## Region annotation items
§ §
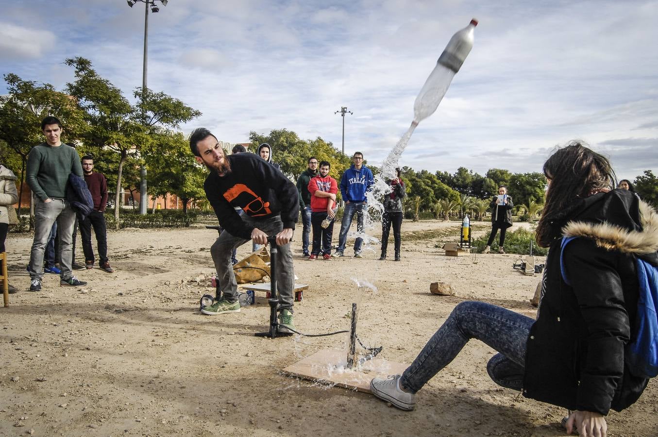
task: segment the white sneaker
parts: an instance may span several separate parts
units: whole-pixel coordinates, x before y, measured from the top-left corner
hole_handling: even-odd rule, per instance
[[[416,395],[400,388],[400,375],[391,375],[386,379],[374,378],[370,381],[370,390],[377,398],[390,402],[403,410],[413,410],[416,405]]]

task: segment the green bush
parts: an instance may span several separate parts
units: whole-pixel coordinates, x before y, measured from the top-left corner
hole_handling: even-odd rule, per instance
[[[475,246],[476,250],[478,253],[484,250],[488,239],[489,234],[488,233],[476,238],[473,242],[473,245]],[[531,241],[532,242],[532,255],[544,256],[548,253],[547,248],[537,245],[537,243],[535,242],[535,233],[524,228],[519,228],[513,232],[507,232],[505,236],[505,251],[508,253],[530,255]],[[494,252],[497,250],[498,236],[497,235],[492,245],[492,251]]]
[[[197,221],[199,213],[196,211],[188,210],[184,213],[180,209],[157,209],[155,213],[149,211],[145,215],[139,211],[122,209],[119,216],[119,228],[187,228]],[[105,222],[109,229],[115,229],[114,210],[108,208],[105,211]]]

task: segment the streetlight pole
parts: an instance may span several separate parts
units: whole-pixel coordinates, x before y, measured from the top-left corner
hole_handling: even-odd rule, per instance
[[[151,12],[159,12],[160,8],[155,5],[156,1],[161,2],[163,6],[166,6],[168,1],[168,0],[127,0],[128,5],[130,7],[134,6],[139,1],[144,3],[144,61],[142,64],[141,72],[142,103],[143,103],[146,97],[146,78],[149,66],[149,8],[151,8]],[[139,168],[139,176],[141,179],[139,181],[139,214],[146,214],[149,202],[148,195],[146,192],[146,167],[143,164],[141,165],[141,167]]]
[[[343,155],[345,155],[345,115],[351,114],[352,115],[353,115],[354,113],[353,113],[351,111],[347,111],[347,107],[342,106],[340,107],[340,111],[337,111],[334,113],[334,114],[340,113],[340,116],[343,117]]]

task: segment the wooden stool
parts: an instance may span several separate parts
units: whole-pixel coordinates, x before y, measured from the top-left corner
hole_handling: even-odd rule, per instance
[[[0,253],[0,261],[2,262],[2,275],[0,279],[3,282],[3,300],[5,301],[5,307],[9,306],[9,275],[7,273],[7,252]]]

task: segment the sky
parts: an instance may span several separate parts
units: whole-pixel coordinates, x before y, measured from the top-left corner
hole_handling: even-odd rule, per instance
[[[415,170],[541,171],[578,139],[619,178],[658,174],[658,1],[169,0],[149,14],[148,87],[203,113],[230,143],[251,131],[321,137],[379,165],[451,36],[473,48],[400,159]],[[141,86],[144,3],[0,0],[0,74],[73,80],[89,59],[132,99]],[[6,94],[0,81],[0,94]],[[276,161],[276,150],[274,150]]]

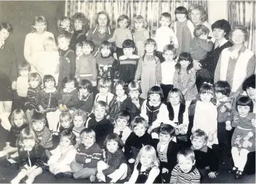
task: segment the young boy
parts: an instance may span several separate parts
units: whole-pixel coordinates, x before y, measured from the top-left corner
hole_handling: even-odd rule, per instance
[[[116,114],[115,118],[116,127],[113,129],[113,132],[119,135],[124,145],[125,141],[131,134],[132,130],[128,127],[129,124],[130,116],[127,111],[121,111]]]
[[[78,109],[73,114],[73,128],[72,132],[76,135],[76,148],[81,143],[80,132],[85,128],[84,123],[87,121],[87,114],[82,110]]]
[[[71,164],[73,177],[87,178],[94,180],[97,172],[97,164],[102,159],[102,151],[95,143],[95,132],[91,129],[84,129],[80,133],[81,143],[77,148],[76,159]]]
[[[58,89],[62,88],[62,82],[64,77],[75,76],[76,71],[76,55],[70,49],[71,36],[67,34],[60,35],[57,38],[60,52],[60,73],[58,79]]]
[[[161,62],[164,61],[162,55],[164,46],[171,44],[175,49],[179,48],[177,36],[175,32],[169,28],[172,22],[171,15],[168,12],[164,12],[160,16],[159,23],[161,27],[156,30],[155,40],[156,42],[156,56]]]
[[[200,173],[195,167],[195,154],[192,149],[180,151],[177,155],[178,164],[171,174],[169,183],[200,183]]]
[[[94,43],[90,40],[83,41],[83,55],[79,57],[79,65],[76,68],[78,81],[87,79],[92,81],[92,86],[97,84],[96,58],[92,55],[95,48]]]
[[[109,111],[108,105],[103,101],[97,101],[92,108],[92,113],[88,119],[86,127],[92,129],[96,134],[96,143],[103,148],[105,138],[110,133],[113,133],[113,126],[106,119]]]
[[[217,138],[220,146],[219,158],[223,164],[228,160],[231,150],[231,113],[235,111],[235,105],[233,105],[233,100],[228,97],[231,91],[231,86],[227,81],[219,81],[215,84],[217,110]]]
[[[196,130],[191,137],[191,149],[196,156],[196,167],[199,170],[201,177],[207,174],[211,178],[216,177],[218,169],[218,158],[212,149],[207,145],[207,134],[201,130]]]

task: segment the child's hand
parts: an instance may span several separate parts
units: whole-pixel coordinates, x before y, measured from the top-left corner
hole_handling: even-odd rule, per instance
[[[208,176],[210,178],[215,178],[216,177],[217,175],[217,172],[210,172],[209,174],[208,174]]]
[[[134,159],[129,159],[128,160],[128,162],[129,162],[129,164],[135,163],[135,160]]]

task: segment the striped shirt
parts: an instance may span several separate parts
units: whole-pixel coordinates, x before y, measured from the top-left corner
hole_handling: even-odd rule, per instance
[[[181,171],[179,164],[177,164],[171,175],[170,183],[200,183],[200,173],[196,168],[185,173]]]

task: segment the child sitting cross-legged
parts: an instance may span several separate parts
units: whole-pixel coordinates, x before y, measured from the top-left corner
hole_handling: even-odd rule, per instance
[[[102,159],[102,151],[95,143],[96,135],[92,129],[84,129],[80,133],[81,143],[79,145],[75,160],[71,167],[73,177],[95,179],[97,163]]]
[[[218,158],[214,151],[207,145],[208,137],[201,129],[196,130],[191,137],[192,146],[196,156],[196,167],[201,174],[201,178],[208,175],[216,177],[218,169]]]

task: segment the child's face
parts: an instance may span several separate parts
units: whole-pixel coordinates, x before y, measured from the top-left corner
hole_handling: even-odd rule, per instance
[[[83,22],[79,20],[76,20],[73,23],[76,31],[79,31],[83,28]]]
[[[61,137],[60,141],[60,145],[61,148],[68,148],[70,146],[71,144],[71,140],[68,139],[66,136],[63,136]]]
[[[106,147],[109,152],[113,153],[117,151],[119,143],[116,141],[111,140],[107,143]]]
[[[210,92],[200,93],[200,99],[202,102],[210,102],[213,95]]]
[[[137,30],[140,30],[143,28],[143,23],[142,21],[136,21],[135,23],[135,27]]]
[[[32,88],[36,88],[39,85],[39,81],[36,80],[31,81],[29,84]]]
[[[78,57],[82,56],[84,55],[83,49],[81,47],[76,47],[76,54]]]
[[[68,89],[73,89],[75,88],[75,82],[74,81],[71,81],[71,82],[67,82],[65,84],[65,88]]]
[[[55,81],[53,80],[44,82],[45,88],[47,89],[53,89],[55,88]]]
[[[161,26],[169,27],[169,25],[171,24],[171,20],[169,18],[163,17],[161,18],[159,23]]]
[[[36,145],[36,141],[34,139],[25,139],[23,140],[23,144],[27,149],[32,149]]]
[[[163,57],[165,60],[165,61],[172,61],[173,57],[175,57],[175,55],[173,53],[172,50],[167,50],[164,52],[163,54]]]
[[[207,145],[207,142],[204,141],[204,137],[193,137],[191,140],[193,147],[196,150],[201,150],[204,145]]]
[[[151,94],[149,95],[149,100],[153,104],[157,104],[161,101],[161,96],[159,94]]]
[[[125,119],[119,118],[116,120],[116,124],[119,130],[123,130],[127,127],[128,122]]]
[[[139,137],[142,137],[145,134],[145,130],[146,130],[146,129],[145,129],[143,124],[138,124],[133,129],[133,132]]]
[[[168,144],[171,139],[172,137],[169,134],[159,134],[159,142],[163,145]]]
§ §
## Aim of the task
Show each line above that contains the string "segment".

## Full response
task: segment the white sneaker
task: segment the green bush
task: segment the streetlight pole
task: segment the wooden stool
task: segment the sky
task: segment the young boy
task: segment the child's hand
task: segment the striped shirt
task: segment the child sitting cross-legged
task: segment the child's face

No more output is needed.